(Detection annotation records)

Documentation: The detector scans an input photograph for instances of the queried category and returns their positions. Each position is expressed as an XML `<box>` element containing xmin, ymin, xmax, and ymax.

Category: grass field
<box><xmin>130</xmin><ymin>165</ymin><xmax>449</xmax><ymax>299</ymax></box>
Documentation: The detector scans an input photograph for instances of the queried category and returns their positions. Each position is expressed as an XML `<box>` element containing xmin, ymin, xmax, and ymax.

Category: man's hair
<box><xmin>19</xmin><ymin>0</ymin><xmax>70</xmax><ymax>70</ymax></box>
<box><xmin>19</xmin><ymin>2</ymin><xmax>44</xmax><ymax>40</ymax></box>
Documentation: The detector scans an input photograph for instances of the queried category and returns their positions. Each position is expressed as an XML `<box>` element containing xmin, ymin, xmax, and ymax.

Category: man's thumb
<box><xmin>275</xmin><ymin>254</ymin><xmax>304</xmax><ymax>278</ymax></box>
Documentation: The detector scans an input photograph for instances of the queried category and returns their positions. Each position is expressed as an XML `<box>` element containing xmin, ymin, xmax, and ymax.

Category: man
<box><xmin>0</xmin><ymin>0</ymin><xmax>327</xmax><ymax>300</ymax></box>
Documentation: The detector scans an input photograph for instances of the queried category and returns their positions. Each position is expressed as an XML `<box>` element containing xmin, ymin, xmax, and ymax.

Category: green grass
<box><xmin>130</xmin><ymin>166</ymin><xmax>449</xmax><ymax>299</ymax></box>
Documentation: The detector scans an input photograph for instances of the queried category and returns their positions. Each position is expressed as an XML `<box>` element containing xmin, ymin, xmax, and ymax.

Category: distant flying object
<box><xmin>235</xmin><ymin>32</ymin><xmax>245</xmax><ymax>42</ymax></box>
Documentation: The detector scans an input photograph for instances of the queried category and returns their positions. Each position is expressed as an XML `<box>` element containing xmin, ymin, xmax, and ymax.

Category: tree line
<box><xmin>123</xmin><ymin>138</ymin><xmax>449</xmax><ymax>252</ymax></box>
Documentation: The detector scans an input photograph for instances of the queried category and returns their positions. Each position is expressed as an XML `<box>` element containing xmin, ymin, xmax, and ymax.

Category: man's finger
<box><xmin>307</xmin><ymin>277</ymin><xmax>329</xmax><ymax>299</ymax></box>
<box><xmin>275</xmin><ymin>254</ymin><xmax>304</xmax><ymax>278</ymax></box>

■ Prompt
Without leaving anything out, give the entries again exactly.

■ Answer to this problem
Documentation: The detector scans an input photograph for instances of the queried category and returns their positions. Each position is expressed as an XML `<box>` element containing xmin, ymin, xmax, and ymax.

Category: grass field
<box><xmin>130</xmin><ymin>165</ymin><xmax>449</xmax><ymax>299</ymax></box>
Documentation: The detector scans an input photograph for instances of the queried category and returns their positions. Each position is expressed as an XML `<box>` element containing xmin, ymin, xmax, and ymax.

Category: man's hair
<box><xmin>19</xmin><ymin>0</ymin><xmax>70</xmax><ymax>70</ymax></box>
<box><xmin>19</xmin><ymin>2</ymin><xmax>44</xmax><ymax>40</ymax></box>
Documentation: The detector scans an input photograph for instances of the queried category and returns their positions. Each position is expressed as an XML `<box>` element containing xmin, ymin, xmax, and ymax.

Category: man's thumb
<box><xmin>275</xmin><ymin>254</ymin><xmax>304</xmax><ymax>278</ymax></box>
Documentation: The detector scans an input photograph for instances of the queried category and returns their positions. Each position is expressed as an XML `<box>` element containing xmin, ymin, xmax, and ymax.

Category: man
<box><xmin>0</xmin><ymin>0</ymin><xmax>327</xmax><ymax>300</ymax></box>
Documentation: The detector scans an input photograph for instances of the queried category and returns their positions. Each position is expressed as an XML `<box>` element containing xmin, ymin, xmax, and ymax.

Category: green grass
<box><xmin>130</xmin><ymin>166</ymin><xmax>449</xmax><ymax>299</ymax></box>
Documentation: The detector scans an input photograph for instances of the queried category and returns their positions. Each position is expressed as an XML `<box>` element containing xmin, ymin, xmax, and ymax.

Category: distant flying object
<box><xmin>235</xmin><ymin>32</ymin><xmax>245</xmax><ymax>42</ymax></box>
Documentation: The detector scans an input photograph for instances of the queried category and returns their positions. Each position is expressed as an XML `<box>` element containing xmin, ymin, xmax, and ymax.

Category: tree line
<box><xmin>123</xmin><ymin>138</ymin><xmax>449</xmax><ymax>252</ymax></box>
Documentation: The detector scans an input photograph for instances of the queried category and returns their positions. Each position is expressed as an XML `<box>` element containing xmin, ymin, xmax, and ymax.

Category: man's finger
<box><xmin>307</xmin><ymin>277</ymin><xmax>329</xmax><ymax>299</ymax></box>
<box><xmin>275</xmin><ymin>254</ymin><xmax>304</xmax><ymax>278</ymax></box>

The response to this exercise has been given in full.